MiFID II increases regulation of trading platforms and firms providing investment services in the
European Union. Among its many market infrastructure reforms, MiFID II has brought in:
(i) significant changes to pre- and post-trade transparency obligations applicable to financial
instruments admitted to trading on EU trading venues (including a new transparency regime for
non-equity financial instruments);
(ii) an obligation to execute transactions in shares and derivatives on an EU regulated trading
venue; and
(iii) a new focus on regulation of algorithmic and high frequency trading. These reforms may lead
to a reduction in liquidity in certain financial instruments, as some of the sources of liquidity exit
European markets, and may result in significant increases in transaction costs.
Although the full impact of these reforms is difficult to assess at present, it is possible that the
resulting changes in the available trading liquidity options and increases in transactional costs may
have an adverse effect on our ability or the Investment Managers’ ability to execute the investment
program of the Alternative Investments.

Written request 1 – From the rows, pull out every line that contains the word "plant".
The rows are unrelated to the MiFID II passage.

Supplied data –

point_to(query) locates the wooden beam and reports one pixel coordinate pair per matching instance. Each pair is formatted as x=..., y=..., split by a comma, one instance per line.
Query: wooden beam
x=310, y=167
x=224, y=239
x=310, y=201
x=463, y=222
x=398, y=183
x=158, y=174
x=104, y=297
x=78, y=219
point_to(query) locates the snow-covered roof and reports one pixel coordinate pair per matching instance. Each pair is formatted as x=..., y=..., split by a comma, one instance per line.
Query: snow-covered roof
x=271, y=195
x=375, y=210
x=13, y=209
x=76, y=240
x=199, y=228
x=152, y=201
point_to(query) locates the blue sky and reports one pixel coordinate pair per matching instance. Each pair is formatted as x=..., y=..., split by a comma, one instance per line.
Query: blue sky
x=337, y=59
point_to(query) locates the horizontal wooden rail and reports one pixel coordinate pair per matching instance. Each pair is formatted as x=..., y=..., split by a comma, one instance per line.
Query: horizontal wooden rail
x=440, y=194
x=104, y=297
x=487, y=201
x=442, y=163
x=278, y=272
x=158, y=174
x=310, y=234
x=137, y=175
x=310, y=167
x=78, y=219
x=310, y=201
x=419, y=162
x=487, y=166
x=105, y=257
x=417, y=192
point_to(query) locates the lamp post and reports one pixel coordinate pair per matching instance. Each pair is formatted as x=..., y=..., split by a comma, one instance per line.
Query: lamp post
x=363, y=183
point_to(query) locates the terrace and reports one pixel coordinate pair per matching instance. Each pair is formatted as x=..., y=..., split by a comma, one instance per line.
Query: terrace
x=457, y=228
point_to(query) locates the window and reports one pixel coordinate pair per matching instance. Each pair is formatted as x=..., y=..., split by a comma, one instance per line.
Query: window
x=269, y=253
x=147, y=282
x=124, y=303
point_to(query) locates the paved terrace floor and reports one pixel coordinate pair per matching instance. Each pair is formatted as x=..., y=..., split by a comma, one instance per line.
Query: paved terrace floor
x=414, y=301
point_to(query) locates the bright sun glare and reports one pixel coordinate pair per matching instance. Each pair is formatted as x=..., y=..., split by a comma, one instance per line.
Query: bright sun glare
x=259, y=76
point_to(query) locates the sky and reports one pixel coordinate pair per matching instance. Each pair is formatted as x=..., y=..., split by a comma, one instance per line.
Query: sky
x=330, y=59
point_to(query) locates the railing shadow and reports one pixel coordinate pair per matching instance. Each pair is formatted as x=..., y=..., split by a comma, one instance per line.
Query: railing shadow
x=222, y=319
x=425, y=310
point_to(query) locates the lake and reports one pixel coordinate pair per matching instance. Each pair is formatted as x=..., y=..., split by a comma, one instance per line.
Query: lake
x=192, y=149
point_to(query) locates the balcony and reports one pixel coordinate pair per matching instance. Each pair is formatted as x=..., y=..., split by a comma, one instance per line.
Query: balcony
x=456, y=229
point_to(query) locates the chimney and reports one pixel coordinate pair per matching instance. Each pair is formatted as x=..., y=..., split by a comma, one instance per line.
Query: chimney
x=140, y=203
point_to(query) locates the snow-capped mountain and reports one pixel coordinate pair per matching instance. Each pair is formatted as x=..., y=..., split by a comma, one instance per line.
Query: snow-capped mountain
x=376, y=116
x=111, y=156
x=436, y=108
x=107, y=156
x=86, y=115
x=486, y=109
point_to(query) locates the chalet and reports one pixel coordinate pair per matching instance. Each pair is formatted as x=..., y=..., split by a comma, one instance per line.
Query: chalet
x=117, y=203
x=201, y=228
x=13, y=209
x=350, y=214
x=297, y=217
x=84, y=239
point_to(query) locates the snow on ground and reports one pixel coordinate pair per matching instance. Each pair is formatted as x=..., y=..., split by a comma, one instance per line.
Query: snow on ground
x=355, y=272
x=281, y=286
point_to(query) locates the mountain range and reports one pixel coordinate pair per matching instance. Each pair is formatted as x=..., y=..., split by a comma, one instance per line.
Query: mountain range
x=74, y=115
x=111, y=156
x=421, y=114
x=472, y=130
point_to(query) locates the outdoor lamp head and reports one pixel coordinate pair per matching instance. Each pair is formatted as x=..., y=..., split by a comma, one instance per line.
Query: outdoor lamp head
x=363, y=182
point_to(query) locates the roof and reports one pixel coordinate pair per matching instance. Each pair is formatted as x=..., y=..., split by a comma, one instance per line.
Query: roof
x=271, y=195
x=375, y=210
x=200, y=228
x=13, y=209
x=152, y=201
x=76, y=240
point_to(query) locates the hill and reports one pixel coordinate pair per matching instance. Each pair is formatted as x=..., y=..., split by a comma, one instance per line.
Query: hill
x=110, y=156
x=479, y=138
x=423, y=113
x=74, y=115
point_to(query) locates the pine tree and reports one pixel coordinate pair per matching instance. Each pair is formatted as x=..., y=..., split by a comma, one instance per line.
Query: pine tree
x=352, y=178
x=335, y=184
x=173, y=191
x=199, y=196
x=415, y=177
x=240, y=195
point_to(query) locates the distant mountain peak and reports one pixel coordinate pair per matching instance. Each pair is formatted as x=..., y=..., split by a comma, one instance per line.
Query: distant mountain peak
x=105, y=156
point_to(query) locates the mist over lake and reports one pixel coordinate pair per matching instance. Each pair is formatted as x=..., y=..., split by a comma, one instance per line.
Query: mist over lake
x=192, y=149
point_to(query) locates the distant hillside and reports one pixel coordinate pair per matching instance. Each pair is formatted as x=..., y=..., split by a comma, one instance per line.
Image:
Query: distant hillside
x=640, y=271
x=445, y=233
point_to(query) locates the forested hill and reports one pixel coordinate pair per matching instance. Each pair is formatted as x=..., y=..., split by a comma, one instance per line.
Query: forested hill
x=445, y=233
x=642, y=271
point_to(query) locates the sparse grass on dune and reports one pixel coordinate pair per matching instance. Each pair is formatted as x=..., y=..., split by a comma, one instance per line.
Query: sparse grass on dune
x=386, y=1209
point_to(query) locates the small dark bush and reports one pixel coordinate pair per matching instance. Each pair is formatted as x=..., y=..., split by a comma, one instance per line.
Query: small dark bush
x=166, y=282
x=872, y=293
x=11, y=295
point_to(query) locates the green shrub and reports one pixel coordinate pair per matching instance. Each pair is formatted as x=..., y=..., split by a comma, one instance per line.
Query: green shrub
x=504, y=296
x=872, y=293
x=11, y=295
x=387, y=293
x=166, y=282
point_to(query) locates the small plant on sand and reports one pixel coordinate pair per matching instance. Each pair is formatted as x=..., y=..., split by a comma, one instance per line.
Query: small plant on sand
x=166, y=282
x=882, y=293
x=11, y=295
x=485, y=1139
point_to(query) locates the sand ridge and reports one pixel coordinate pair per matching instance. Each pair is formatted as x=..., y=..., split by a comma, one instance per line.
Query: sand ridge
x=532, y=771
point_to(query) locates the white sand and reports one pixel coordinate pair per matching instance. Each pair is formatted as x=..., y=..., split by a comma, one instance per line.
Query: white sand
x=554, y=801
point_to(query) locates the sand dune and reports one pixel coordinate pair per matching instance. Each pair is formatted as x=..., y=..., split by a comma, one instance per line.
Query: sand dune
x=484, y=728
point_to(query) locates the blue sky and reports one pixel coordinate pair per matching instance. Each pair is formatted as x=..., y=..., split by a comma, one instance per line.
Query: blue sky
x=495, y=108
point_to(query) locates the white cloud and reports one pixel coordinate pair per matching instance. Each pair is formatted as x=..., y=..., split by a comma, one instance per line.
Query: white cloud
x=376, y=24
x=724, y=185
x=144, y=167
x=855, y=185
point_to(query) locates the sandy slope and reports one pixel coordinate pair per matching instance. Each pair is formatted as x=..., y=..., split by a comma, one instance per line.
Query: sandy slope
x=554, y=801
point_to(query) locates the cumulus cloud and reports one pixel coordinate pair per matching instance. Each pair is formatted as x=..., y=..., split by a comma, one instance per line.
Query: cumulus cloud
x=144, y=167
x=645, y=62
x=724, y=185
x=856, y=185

Written request 2 – Please reproduce the MiFID II passage in full, word for word.

Correct result 1 –
point_to(query) locates the small plant on sand and reports one pixel coordinate pair per matching instance. Each pair is formatted as x=..., y=..., split by a comma, one instance per line.
Query: small plant on sand

Correct result 2 –
MiFID II increases regulation of trading platforms and firms providing investment services in the
European Union. Among its many market infrastructure reforms, MiFID II has brought in:
(i) significant changes to pre- and post-trade transparency obligations applicable to financial
instruments admitted to trading on EU trading venues (including a new transparency regime for
non-equity financial instruments);
(ii) an obligation to execute transactions in shares and derivatives on an EU regulated trading
venue; and
(iii) a new focus on regulation of algorithmic and high frequency trading. These reforms may lead
to a reduction in liquidity in certain financial instruments, as some of the sources of liquidity exit
European markets, and may result in significant increases in transaction costs.
Although the full impact of these reforms is difficult to assess at present, it is possible that the
resulting changes in the available trading liquidity options and increases in transactional costs may
have an adverse effect on our ability or the Investment Managers’ ability to execute the investment
program of the Alternative Investments.